What needs to be done — Identify each line in the items below that contains the word "with", and copy every such line.

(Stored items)

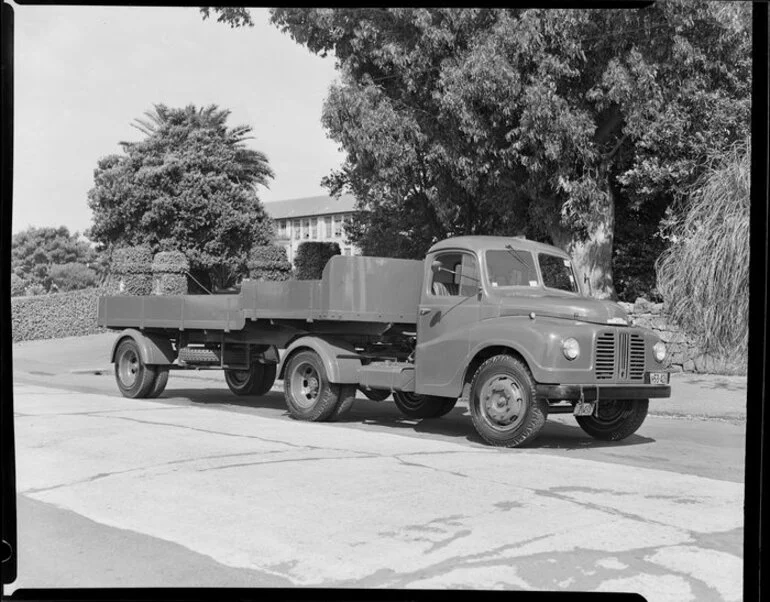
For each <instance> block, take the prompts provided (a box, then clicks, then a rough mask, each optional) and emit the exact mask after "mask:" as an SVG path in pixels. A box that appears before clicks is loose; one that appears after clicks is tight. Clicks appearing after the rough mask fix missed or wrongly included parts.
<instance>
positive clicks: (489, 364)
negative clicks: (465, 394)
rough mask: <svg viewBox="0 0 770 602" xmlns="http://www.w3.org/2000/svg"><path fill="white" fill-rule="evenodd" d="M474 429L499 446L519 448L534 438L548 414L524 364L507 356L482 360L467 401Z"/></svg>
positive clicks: (530, 374)
mask: <svg viewBox="0 0 770 602" xmlns="http://www.w3.org/2000/svg"><path fill="white" fill-rule="evenodd" d="M468 405H469V406H470V411H471V419H472V420H473V426H474V427H475V429H476V432H477V433H478V434H479V435H481V437H482V438H483V439H484V441H486V442H487V443H489V444H490V445H495V446H499V447H519V446H521V445H524V444H526V443H529V442H531V441H532V440H534V439H535V437H537V435H538V433H539V432H540V429H541V428H543V425H544V424H545V420H546V418H547V417H548V401H547V400H545V399H538V397H537V395H536V392H535V381H534V379H533V378H532V374H531V373H530V372H529V369H528V368H527V366H526V365H525V364H524V363H523V362H521V361H520V360H518V359H516V358H515V357H511V356H510V355H496V356H494V357H491V358H489V359H488V360H486V361H485V362H484V363H483V364H481V366H479V369H478V370H477V371H476V374H475V375H474V376H473V381H472V382H471V394H470V398H469V400H468Z"/></svg>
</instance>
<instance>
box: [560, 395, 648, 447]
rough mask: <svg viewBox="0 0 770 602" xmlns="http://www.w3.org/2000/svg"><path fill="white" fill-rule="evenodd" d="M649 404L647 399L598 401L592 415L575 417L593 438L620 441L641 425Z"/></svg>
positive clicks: (577, 416)
mask: <svg viewBox="0 0 770 602" xmlns="http://www.w3.org/2000/svg"><path fill="white" fill-rule="evenodd" d="M649 405H650V400H649V399H618V400H612V401H610V400H608V401H600V402H599V403H598V404H597V405H596V410H595V412H594V414H595V415H594V416H575V419H576V420H577V422H578V424H579V425H580V428H582V429H583V430H584V431H585V432H586V433H588V434H589V435H591V436H592V437H593V438H594V439H601V440H602V441H620V440H622V439H625V438H626V437H628V436H629V435H633V434H634V433H635V432H636V431H637V430H638V429H639V427H640V426H642V423H643V422H644V419H645V418H647V409H648V407H649Z"/></svg>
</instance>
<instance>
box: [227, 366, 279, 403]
mask: <svg viewBox="0 0 770 602" xmlns="http://www.w3.org/2000/svg"><path fill="white" fill-rule="evenodd" d="M275 373H276V366H275V364H256V363H255V364H252V365H251V368H249V369H248V370H225V382H226V383H227V386H228V388H229V389H230V391H232V392H233V393H234V394H235V395H239V396H243V395H264V394H265V393H267V392H268V391H269V390H270V389H272V388H273V384H274V383H275Z"/></svg>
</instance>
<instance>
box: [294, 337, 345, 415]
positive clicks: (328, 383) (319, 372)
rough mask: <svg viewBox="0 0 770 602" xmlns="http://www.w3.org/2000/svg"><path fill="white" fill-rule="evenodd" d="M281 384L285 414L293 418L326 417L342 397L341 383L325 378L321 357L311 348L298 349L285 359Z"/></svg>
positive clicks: (343, 400) (332, 409)
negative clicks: (332, 382)
mask: <svg viewBox="0 0 770 602" xmlns="http://www.w3.org/2000/svg"><path fill="white" fill-rule="evenodd" d="M283 388H284V397H285V398H286V406H287V407H288V409H289V414H291V416H292V418H296V419H297V420H312V421H321V420H326V419H328V418H330V417H331V416H332V414H333V412H334V410H335V409H336V408H337V404H338V403H339V402H341V401H344V398H343V397H342V395H341V393H342V388H343V387H342V385H336V384H333V383H330V382H329V377H328V376H327V374H326V369H325V368H324V365H323V361H321V358H320V357H319V355H318V354H317V353H316V352H315V351H300V352H299V353H297V354H296V355H295V356H293V357H292V358H291V359H290V360H289V363H288V365H287V366H286V373H285V376H284V379H283ZM351 403H352V402H351ZM348 408H349V406H348ZM344 409H345V408H340V410H341V411H342V410H344Z"/></svg>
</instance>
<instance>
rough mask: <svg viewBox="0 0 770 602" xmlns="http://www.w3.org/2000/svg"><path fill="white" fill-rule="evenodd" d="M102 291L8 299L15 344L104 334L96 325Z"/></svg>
mask: <svg viewBox="0 0 770 602" xmlns="http://www.w3.org/2000/svg"><path fill="white" fill-rule="evenodd" d="M102 294H104V291H103V290H102V289H99V288H89V289H83V290H78V291H72V292H69V293H55V294H51V295H40V296H37V297H14V298H12V299H11V324H12V338H13V341H14V342H18V341H32V340H35V339H60V338H62V337H74V336H83V335H87V334H96V333H99V332H107V331H106V330H105V329H103V328H99V327H98V326H97V325H96V312H97V307H98V306H97V301H98V299H99V295H102Z"/></svg>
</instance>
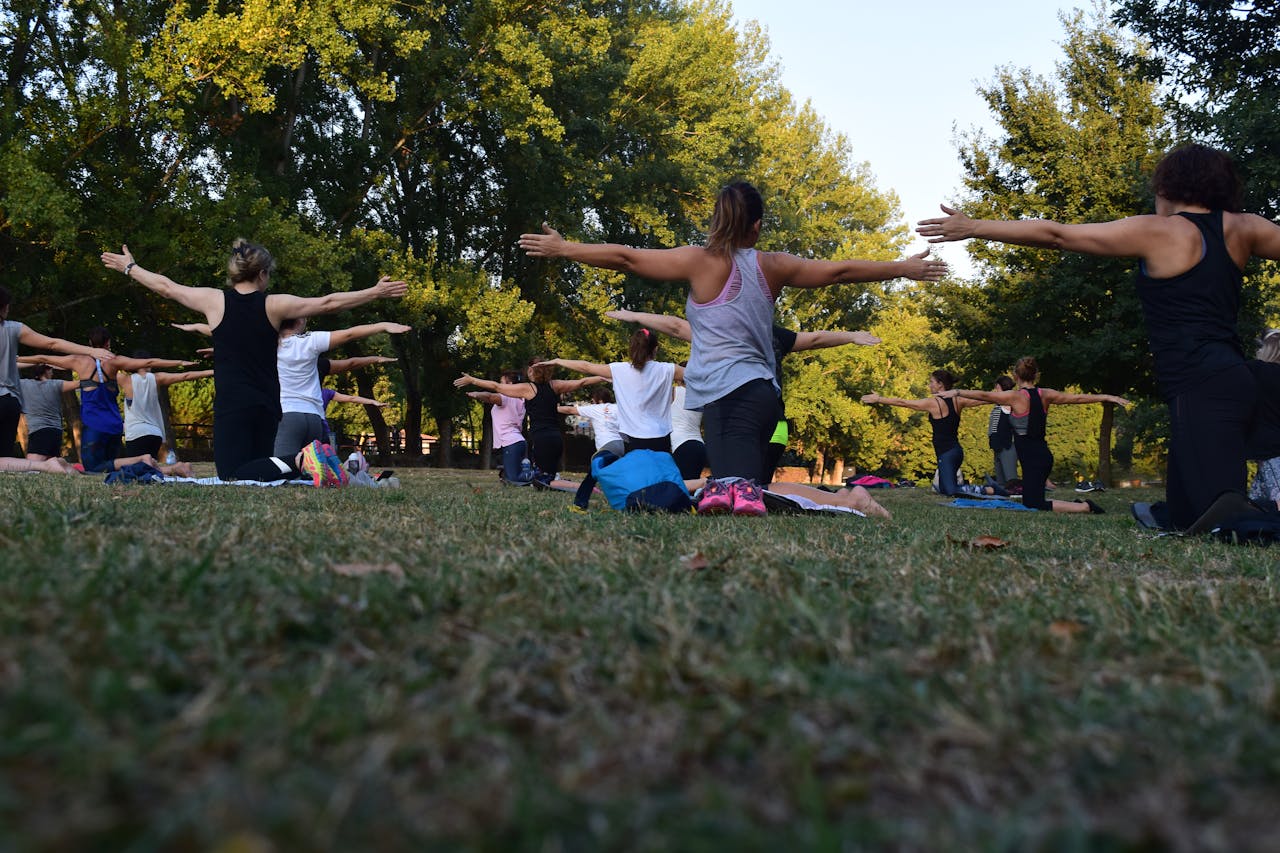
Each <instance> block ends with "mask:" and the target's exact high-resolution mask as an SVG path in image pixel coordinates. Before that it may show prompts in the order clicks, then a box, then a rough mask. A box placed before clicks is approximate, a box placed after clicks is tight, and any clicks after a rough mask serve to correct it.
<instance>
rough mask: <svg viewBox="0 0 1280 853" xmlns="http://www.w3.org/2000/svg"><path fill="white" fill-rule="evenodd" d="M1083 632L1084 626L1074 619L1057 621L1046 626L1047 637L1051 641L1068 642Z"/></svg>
mask: <svg viewBox="0 0 1280 853" xmlns="http://www.w3.org/2000/svg"><path fill="white" fill-rule="evenodd" d="M1083 630H1084V625H1082V624H1080V622H1078V621H1075V620H1074V619H1059V620H1057V621H1052V622H1050V624H1048V635H1050V637H1052V638H1053V639H1062V640H1070V639H1075V635H1076V634H1079V633H1080V631H1083Z"/></svg>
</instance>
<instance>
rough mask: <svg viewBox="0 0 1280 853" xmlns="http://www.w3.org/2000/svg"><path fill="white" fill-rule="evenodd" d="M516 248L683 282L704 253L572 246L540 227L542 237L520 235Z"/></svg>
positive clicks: (701, 250)
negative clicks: (519, 237) (522, 248)
mask: <svg viewBox="0 0 1280 853" xmlns="http://www.w3.org/2000/svg"><path fill="white" fill-rule="evenodd" d="M520 247H521V248H524V250H525V254H527V255H529V256H530V257H564V259H567V260H572V261H577V263H580V264H586V265H589V266H599V268H602V269H616V270H618V272H622V273H631V274H632V275H641V277H644V278H655V279H659V280H662V279H666V280H673V279H676V280H682V282H686V280H689V278H690V277H691V275H692V274H694V272H695V270H696V268H698V264H699V261H700V260H701V256H703V252H704V251H705V250H703V248H700V247H698V246H681V247H680V248H632V247H631V246H621V245H618V243H575V242H572V241H568V240H564V238H563V237H561V233H559V232H558V231H556V229H554V228H552V227H550V225H548V224H547V223H543V233H540V234H521V236H520Z"/></svg>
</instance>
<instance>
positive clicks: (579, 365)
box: [536, 359, 613, 382]
mask: <svg viewBox="0 0 1280 853" xmlns="http://www.w3.org/2000/svg"><path fill="white" fill-rule="evenodd" d="M536 366H539V368H543V366H556V368H564V369H566V370H572V371H573V373H588V374H591V375H593V377H603V378H604V379H612V378H613V370H611V369H609V365H607V364H596V362H594V361H582V360H580V359H550V360H548V361H539V362H538V365H536ZM556 382H563V380H561V379H557V380H556Z"/></svg>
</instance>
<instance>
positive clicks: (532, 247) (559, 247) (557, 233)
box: [520, 222, 564, 257]
mask: <svg viewBox="0 0 1280 853" xmlns="http://www.w3.org/2000/svg"><path fill="white" fill-rule="evenodd" d="M563 245H564V238H563V237H561V234H559V232H558V231H556V229H554V228H552V227H550V225H548V224H547V223H545V222H544V223H543V233H540V234H521V236H520V247H521V248H524V250H525V254H526V255H529V256H530V257H557V256H558V255H559V248H561V247H562V246H563Z"/></svg>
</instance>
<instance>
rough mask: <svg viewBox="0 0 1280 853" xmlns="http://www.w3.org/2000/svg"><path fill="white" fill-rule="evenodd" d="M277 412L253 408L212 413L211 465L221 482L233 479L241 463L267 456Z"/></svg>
mask: <svg viewBox="0 0 1280 853" xmlns="http://www.w3.org/2000/svg"><path fill="white" fill-rule="evenodd" d="M279 423H280V412H279V411H275V410H271V409H266V407H264V406H257V407H253V409H241V410H238V411H232V412H216V411H215V412H214V465H216V466H218V476H219V478H221V479H224V480H230V479H234V478H236V471H237V470H239V467H241V466H242V465H243V464H244V462H250V461H252V460H256V459H266V457H269V456H271V448H273V444H274V443H275V428H276V427H278V425H279Z"/></svg>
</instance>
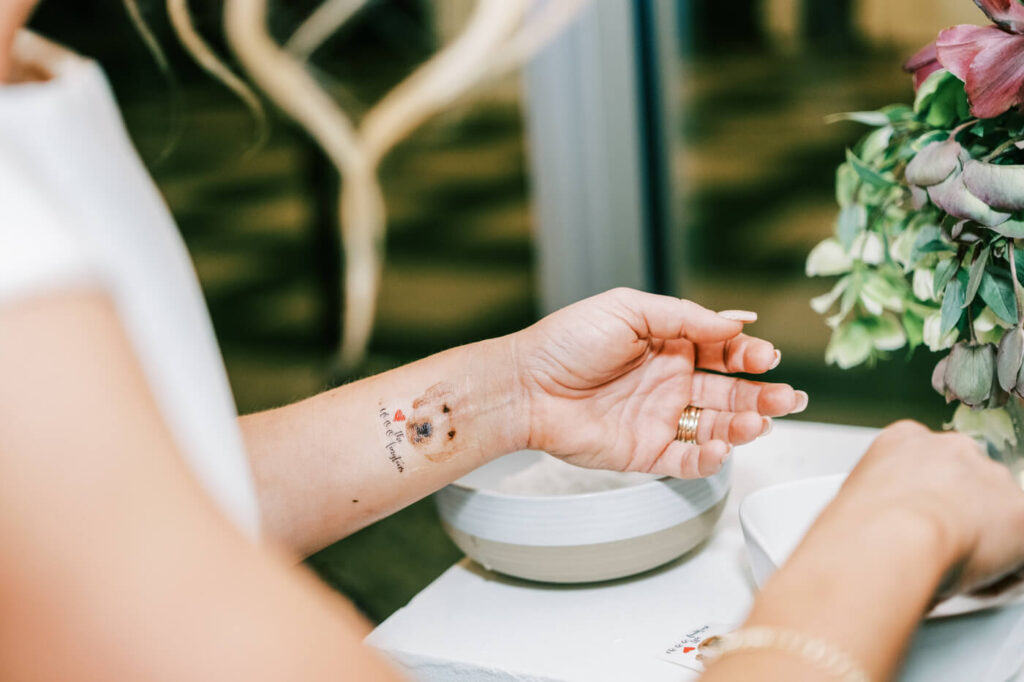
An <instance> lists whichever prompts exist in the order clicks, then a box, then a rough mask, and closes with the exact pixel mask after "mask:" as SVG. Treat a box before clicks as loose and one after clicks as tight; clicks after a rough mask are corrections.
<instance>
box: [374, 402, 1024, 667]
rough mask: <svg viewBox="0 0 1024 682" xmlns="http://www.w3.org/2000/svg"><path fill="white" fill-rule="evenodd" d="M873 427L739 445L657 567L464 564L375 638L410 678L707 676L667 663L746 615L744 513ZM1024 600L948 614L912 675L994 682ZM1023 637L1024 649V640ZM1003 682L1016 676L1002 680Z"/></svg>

The completed task —
Each <instance> block ends with "mask:" and the target's exact high-resolution mask as an SVG path in image pixel coordinates. Before that it may show prompts in the order clicks, then a box, then a rough mask. A box placed before clicks is approximate, a box placed after clicks is tight, and any clicks after a rough mask serve to correct it.
An <instance> lists whichever prompts exist in the order clicks, then a box, then a rough mask, and closes with the exact pixel mask after "mask:" as SVG. Treat a box before clicks as loose and one after clicks as tight; clicks after a rough mask are corrections.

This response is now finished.